* **Given information**
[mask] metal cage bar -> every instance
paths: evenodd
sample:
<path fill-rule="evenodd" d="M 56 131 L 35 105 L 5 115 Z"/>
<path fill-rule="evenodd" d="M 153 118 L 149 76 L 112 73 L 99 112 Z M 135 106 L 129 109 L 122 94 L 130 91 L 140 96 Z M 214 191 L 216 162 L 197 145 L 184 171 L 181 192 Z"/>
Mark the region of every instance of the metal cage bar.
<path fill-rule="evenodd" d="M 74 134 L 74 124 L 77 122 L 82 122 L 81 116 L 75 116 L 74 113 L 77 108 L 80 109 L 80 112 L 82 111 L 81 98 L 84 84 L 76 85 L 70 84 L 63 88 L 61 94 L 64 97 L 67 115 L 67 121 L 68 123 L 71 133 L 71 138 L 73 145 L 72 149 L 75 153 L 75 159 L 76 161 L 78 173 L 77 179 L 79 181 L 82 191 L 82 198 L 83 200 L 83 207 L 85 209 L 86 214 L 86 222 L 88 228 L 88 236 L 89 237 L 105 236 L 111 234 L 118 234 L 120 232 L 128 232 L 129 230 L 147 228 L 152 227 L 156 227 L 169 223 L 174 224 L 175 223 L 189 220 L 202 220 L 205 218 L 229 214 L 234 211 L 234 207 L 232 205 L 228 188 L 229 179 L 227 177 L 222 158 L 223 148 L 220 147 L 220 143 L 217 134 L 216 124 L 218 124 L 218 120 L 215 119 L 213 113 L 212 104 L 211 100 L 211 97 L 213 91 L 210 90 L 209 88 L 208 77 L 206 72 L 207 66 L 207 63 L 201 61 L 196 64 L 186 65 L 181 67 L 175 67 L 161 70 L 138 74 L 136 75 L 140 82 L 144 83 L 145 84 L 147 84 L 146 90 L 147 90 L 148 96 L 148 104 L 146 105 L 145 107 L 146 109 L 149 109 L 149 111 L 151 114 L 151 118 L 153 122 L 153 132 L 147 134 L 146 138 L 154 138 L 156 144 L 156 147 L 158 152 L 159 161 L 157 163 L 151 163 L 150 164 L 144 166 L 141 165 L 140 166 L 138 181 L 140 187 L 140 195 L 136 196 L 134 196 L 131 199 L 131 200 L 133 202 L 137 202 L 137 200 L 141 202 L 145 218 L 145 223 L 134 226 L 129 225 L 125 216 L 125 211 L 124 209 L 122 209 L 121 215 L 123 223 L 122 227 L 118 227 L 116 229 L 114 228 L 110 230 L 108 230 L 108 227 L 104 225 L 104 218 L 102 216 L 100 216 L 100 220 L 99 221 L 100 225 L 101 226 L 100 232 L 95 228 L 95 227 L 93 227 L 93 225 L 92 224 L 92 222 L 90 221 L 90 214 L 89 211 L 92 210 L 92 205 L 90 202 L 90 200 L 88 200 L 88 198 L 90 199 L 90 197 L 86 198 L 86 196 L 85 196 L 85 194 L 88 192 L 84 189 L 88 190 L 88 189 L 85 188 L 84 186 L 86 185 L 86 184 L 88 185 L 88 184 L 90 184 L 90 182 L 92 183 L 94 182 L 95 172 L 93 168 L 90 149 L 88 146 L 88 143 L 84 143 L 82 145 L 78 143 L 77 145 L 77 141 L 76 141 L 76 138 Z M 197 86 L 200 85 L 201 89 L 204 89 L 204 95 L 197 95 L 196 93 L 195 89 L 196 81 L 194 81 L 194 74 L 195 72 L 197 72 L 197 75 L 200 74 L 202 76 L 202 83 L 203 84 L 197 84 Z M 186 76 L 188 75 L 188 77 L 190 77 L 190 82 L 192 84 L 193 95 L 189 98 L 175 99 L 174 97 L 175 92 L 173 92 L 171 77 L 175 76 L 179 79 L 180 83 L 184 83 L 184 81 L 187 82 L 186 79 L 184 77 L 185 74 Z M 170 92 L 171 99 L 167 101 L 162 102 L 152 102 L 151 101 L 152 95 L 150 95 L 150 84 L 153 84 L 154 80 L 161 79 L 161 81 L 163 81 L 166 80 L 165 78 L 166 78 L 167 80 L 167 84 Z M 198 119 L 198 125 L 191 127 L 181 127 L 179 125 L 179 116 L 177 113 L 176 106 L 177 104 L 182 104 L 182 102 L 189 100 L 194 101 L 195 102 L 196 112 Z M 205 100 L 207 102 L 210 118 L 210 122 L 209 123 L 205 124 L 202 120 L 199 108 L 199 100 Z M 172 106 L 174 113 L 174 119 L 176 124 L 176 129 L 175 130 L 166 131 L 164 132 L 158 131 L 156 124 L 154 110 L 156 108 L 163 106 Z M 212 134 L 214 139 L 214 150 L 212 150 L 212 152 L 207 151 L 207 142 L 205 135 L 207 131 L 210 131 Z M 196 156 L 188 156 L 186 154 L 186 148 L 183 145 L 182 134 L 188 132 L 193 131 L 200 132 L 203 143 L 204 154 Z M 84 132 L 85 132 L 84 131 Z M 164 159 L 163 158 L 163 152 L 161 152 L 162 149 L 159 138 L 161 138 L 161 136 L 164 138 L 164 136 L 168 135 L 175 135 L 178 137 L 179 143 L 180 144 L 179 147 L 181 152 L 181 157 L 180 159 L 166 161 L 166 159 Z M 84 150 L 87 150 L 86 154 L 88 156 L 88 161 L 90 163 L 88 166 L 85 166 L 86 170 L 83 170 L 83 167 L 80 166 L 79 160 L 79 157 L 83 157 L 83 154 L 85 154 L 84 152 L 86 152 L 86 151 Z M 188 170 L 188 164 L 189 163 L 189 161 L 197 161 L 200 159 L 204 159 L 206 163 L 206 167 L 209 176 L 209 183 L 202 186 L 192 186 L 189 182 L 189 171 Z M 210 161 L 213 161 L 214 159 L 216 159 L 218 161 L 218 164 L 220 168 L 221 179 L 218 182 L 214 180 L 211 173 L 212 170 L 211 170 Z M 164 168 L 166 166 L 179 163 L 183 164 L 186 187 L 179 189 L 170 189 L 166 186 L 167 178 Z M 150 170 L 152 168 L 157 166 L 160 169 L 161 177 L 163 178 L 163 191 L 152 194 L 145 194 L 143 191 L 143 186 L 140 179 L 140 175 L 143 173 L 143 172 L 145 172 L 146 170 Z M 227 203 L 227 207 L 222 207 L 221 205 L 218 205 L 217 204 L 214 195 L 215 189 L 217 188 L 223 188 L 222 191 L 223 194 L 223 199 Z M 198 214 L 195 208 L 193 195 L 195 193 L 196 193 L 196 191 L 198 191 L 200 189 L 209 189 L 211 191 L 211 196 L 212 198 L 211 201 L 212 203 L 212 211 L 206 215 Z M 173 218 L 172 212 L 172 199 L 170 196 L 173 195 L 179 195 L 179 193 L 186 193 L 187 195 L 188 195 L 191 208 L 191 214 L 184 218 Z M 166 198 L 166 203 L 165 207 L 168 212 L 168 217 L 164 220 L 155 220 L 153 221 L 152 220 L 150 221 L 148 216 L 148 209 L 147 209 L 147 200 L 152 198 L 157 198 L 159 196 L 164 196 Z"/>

* **What the task asks**
Copy all of the data above line for line, with no changes.

* **Solution**
[mask] metal cage bar -> every instance
paths: evenodd
sample:
<path fill-rule="evenodd" d="M 56 131 L 35 105 L 5 115 Z"/>
<path fill-rule="evenodd" d="M 153 118 L 149 76 L 112 73 L 99 112 Z M 135 106 L 129 109 L 122 94 L 130 91 L 140 96 Z M 214 191 L 216 162 L 197 145 L 184 171 L 181 192 Z"/>
Mark the region of every instance of the metal cage bar.
<path fill-rule="evenodd" d="M 74 134 L 74 124 L 77 122 L 82 122 L 81 116 L 75 116 L 74 113 L 77 108 L 80 109 L 80 112 L 82 111 L 81 98 L 84 84 L 76 85 L 70 84 L 63 88 L 61 94 L 64 97 L 67 115 L 67 121 L 68 123 L 71 133 L 71 138 L 73 145 L 72 149 L 75 153 L 75 159 L 76 161 L 78 173 L 77 179 L 79 181 L 82 191 L 82 198 L 83 200 L 83 207 L 85 209 L 86 214 L 86 222 L 88 228 L 88 236 L 89 237 L 105 236 L 111 234 L 118 234 L 120 232 L 128 232 L 129 230 L 147 228 L 152 227 L 156 227 L 169 223 L 174 224 L 175 223 L 189 220 L 202 220 L 205 218 L 229 214 L 234 211 L 234 207 L 232 205 L 228 188 L 229 179 L 227 177 L 222 158 L 223 148 L 220 147 L 220 143 L 217 134 L 216 124 L 218 124 L 218 120 L 215 119 L 213 113 L 212 104 L 211 100 L 211 97 L 213 91 L 210 90 L 209 88 L 208 77 L 206 72 L 207 66 L 207 63 L 201 61 L 196 64 L 186 65 L 181 67 L 175 67 L 161 70 L 138 74 L 136 75 L 140 82 L 144 83 L 145 84 L 147 84 L 146 90 L 147 90 L 148 96 L 148 104 L 146 105 L 145 107 L 146 109 L 149 109 L 149 111 L 151 114 L 151 118 L 153 122 L 153 132 L 147 134 L 146 138 L 154 138 L 156 144 L 156 147 L 158 152 L 159 161 L 157 163 L 151 163 L 150 164 L 144 166 L 141 165 L 140 166 L 138 181 L 140 187 L 140 195 L 136 196 L 134 196 L 131 199 L 131 200 L 133 202 L 137 202 L 137 200 L 141 202 L 145 218 L 145 223 L 134 226 L 129 225 L 125 216 L 125 211 L 124 209 L 122 209 L 121 215 L 123 223 L 122 227 L 118 227 L 116 229 L 114 228 L 110 230 L 108 230 L 108 227 L 104 225 L 104 218 L 102 216 L 100 216 L 100 220 L 99 221 L 100 225 L 101 226 L 100 232 L 95 228 L 95 227 L 93 227 L 93 225 L 92 224 L 92 222 L 90 221 L 90 214 L 89 211 L 92 210 L 92 205 L 90 202 L 90 200 L 88 200 L 88 198 L 90 199 L 90 197 L 86 198 L 86 196 L 85 196 L 85 194 L 88 192 L 84 189 L 88 190 L 88 189 L 85 188 L 84 186 L 86 185 L 86 184 L 88 185 L 88 184 L 90 184 L 90 182 L 92 183 L 94 182 L 95 172 L 93 168 L 90 149 L 88 146 L 88 143 L 84 143 L 82 145 L 78 143 L 77 145 L 77 141 L 76 141 L 76 138 Z M 197 86 L 200 85 L 201 89 L 204 89 L 204 95 L 197 95 L 196 93 L 195 89 L 196 81 L 194 81 L 194 74 L 195 72 L 197 72 L 197 75 L 200 74 L 202 76 L 202 83 L 203 84 L 197 84 Z M 186 76 L 188 75 L 188 77 L 190 77 L 190 82 L 192 84 L 193 95 L 189 98 L 175 99 L 174 97 L 175 92 L 173 92 L 171 77 L 175 76 L 179 79 L 180 83 L 184 83 L 184 81 L 187 82 L 186 79 L 184 77 L 185 74 Z M 170 92 L 171 99 L 167 101 L 162 102 L 152 102 L 151 101 L 152 95 L 150 95 L 150 84 L 153 84 L 154 80 L 161 79 L 161 81 L 163 81 L 166 80 L 165 78 L 166 78 L 167 80 L 167 84 Z M 198 119 L 198 125 L 191 127 L 181 127 L 179 125 L 179 116 L 177 113 L 176 106 L 177 104 L 182 104 L 182 102 L 189 100 L 194 101 L 195 102 L 196 112 Z M 205 100 L 207 102 L 210 118 L 210 122 L 209 123 L 205 124 L 202 120 L 199 108 L 199 100 Z M 172 106 L 174 113 L 174 119 L 176 124 L 176 129 L 175 130 L 166 131 L 164 132 L 158 131 L 156 124 L 154 110 L 156 108 L 163 106 Z M 212 134 L 214 139 L 214 150 L 212 150 L 212 152 L 207 151 L 207 142 L 205 135 L 207 131 L 210 131 Z M 196 156 L 188 156 L 186 154 L 186 148 L 183 145 L 182 134 L 188 132 L 193 131 L 200 132 L 203 143 L 204 154 Z M 84 132 L 85 132 L 84 131 Z M 164 159 L 163 158 L 163 152 L 161 152 L 162 149 L 159 138 L 161 138 L 161 136 L 164 138 L 164 136 L 168 135 L 175 135 L 178 137 L 179 143 L 180 144 L 179 147 L 181 152 L 181 157 L 180 159 L 166 161 L 166 159 Z M 84 150 L 87 150 L 86 154 L 88 156 L 88 161 L 90 163 L 88 166 L 85 166 L 86 170 L 83 170 L 83 167 L 80 166 L 79 160 L 79 157 L 83 157 L 83 154 L 85 154 L 84 152 L 86 152 L 86 151 Z M 188 170 L 188 164 L 189 163 L 189 161 L 197 161 L 200 159 L 204 159 L 206 163 L 206 167 L 209 176 L 209 183 L 202 186 L 192 186 L 189 182 L 189 171 Z M 210 161 L 213 161 L 214 159 L 216 159 L 218 161 L 218 164 L 220 168 L 221 179 L 218 182 L 214 180 L 211 173 L 212 170 L 211 170 Z M 164 168 L 166 166 L 179 163 L 183 164 L 186 187 L 179 189 L 170 189 L 166 186 L 167 178 Z M 150 170 L 152 168 L 157 166 L 160 169 L 161 177 L 163 178 L 163 191 L 152 194 L 145 194 L 143 191 L 143 186 L 140 179 L 140 175 L 143 173 L 143 172 L 145 172 L 146 170 Z M 227 203 L 227 207 L 222 207 L 221 205 L 218 205 L 217 204 L 214 195 L 215 189 L 217 188 L 223 188 L 222 191 L 223 194 L 223 199 Z M 198 214 L 195 208 L 193 195 L 195 193 L 196 193 L 196 191 L 198 191 L 200 189 L 209 189 L 211 191 L 211 196 L 212 198 L 211 201 L 212 203 L 212 211 L 206 215 Z M 173 218 L 172 212 L 172 199 L 170 196 L 173 195 L 179 195 L 179 193 L 186 193 L 187 195 L 188 195 L 191 208 L 191 214 L 184 218 Z M 166 198 L 166 203 L 165 207 L 168 212 L 168 217 L 164 220 L 155 220 L 153 221 L 152 220 L 150 221 L 148 216 L 148 209 L 147 209 L 147 200 L 152 198 L 157 198 L 159 196 L 164 196 Z"/>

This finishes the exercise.